▶ **WRITTEN TASK 1**
Please change the passage of the post about South Korea's Unification Ministry from "The Unification Ministry has" up to and including "and nuclear tests.", replacing "outgoing government" with "previous administration".
▶ **WRITTEN TASK 2**
Reproduce the listing from its first line up to and including the line with "99], [188, 102]]".

▶ **DOCUMENT SECTION**
***

Best News I’ve Read in Weeks

Might LMB finally stick a fork in the Unification Ministry? From Reuters:

South Korea’s new president could ditch the ministry that has long handled relations with North Korea, heralding what may be a major shift in the way Seoul deals with its prickly neighbour, aides were quoted as saying.

The Unification Ministry has been at the centre of growing criticism that the outgoing government has been too soft on the communist North, pouring aid across the border despite internationally condemned missile and nuclear tests.

Members of President-elect Lee Myung-bak’s team feel it has drifted off course, one adviser said.

“Many officials in the transition team take a negative view of the role and function of the Unification Ministry,” Korea University professor Nam Sung-wook, an adviser to the team, was quoted as saying by Yonhap news agency on Thursday.

Surveys show most South Koreans want eventual unification of the peninsula divided for over half a century, but not while the hermit state is so down-at-heel that it risks sucking the energy out of their own economy.

Yonhap said the transition team is thinking of disbanding the ministry or merging it with the Foreign Ministry.

It quoted Unification Ministry officials as saying they fear the North would see the move as reducing it to just an “ordinary” country.

***

Rows from a dataset
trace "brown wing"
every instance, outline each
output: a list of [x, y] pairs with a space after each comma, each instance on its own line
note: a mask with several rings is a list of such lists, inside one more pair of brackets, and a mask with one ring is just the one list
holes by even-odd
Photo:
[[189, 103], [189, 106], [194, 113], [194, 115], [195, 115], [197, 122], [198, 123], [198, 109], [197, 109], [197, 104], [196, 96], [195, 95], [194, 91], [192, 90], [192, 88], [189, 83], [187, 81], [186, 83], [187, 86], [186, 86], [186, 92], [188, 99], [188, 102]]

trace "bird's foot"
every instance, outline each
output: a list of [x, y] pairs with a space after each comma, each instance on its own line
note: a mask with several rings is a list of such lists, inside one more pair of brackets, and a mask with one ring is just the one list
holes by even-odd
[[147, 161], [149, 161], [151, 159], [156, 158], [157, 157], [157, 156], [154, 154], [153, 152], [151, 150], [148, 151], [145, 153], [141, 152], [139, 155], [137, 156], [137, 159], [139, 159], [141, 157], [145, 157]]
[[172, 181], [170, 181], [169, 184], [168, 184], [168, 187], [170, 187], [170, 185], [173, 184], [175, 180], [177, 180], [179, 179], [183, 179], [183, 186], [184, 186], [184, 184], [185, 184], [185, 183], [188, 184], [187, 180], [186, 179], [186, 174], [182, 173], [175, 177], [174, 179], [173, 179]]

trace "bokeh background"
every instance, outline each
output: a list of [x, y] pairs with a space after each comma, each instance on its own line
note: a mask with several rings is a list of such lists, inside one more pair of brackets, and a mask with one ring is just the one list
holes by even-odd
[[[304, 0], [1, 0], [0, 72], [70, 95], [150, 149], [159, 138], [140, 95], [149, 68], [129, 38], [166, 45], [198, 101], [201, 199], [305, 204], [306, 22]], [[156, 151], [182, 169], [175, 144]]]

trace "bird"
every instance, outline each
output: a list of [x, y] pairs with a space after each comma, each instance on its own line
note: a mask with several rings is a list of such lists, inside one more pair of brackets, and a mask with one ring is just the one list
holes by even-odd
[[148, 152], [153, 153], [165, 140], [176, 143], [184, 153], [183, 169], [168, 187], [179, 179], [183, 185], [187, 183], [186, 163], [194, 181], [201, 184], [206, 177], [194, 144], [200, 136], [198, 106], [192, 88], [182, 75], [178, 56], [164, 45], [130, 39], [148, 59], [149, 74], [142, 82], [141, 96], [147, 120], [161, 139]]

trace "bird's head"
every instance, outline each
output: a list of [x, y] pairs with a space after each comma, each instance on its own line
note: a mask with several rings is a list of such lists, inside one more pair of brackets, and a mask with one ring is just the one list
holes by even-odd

***

▶ **CORRECT ANSWER 1**
The Unification Ministry has been at the centre of growing criticism that the previous administration has been too soft on the communist North, pouring aid across the border despite internationally condemned missile and nuclear tests.

▶ **CORRECT ANSWER 2**
trace "brown wing"
every instance, outline each
output: a list of [x, y] pairs with a space after each comma, each instance on its own line
note: a mask with several rings is a list of such lists, inside one more pair of brackets, and a mask with one ring is just the one list
holes by even-odd
Photo:
[[189, 103], [189, 106], [194, 113], [194, 115], [195, 115], [197, 122], [198, 123], [198, 109], [197, 109], [197, 104], [196, 96], [195, 95], [194, 91], [192, 90], [192, 88], [189, 83], [187, 81], [186, 83], [187, 86], [186, 86], [186, 92], [188, 99], [188, 102]]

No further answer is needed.